Curtiss Wright Surface Technologies (CWST) applies surface treatments to manufacturing plants to protect and lubricate critical components and improve performance.
The application of surface treatments as part of the manufacturing process is successfully used and widely recognised in major industries such to improve the performance and life of critical components, and reduce downtime, maintenance costs and resources.
These surface treatments are just as relevant for the medical industry where protection, lubrication and device failure are key issues faced by the industry on a day-to-day basis.
Barrier and lubrication solutions for medical devices
We have more than 50 years’ experience in developing the application of surface treatments to meet the needs of our customers, including specialist barrier, lubricity, release, anti-corrosion and Parylene conformal coatings, in addition to controlled shot peening that is used to convert residual stresses into beneficial compressive stresses preventing the premature failure of metallic components.
Our approvals include ISO 9001:2008, ISO 13485 and AS9100. CW Parylene is tested to ISO10993 and USP Class V1. We hold an MAF with the FDA.
Device protection and lubricity for metals, elastomers, electronics and plastics
Parylene is a unique bio compatible coating that encapsulates the component to protect against chemicals, moisture and body fluids. It is applied by a vapour deposition process at room temperature, the coating then builds up evenly to produce an ultra thin highly controllable and conformal polymer coating that can be as thin as 0.05µm and pinhole free at 0.6µm.

What the task requires:
Retype the text on surface treatments from "Curtiss Wright Surface" to "costs and resources." without any changes. The entries come from a separate source and are unrelated to the text on surface treatments.

Recorded data:
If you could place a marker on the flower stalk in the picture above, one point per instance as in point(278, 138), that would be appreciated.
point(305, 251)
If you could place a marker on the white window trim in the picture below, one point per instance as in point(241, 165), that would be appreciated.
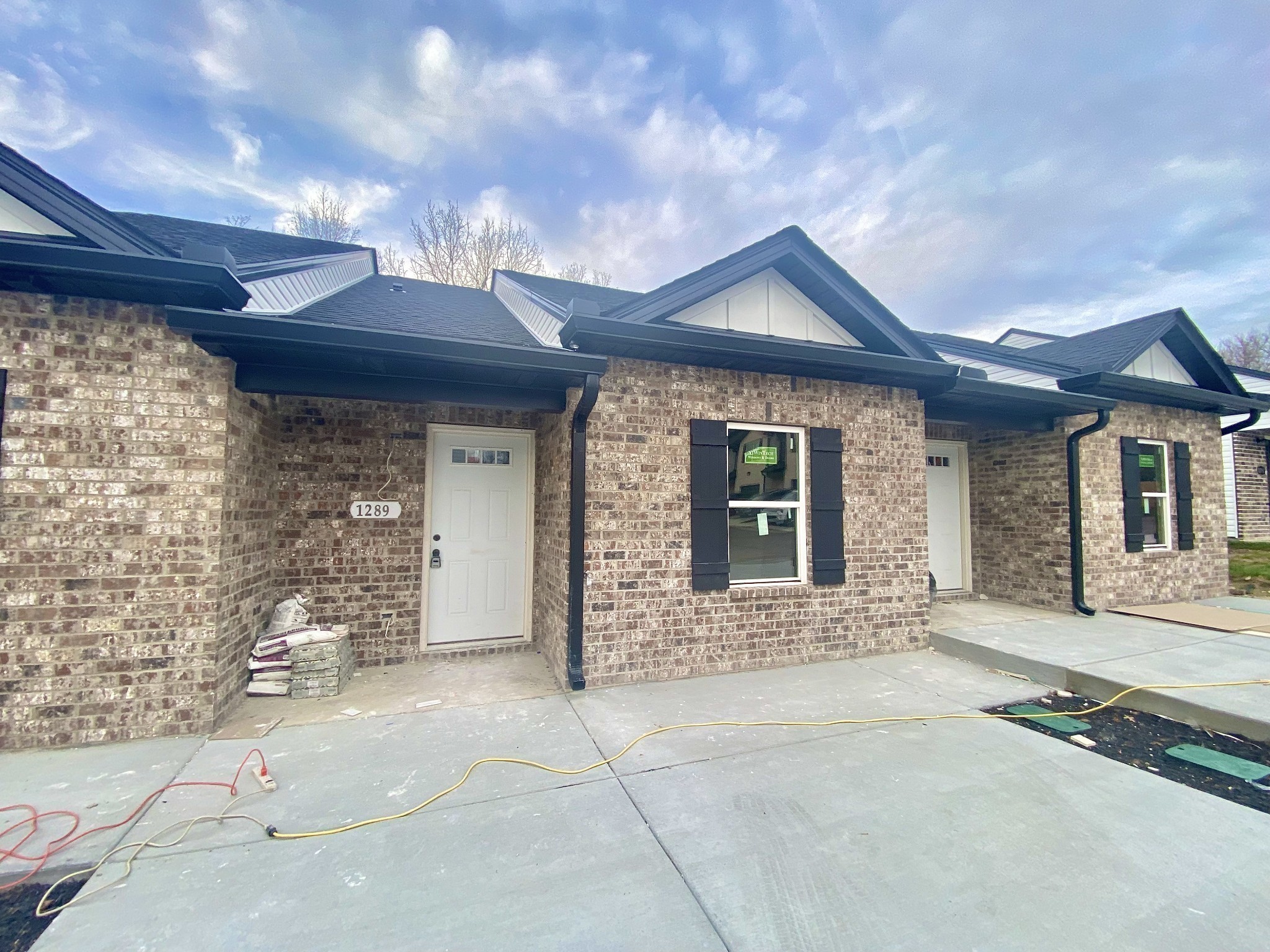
point(801, 506)
point(1165, 508)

Task output:
Curtiss Wright Surface Technologies (CWST) applies surface treatments to manufacturing plants to protect and lubricate critical components and improve performance.
The application of surface treatments as part of the manufacturing process is successfully used and widely recognised in major industries such to improve the performance and life of critical components, and reduce downtime, maintenance costs and resources.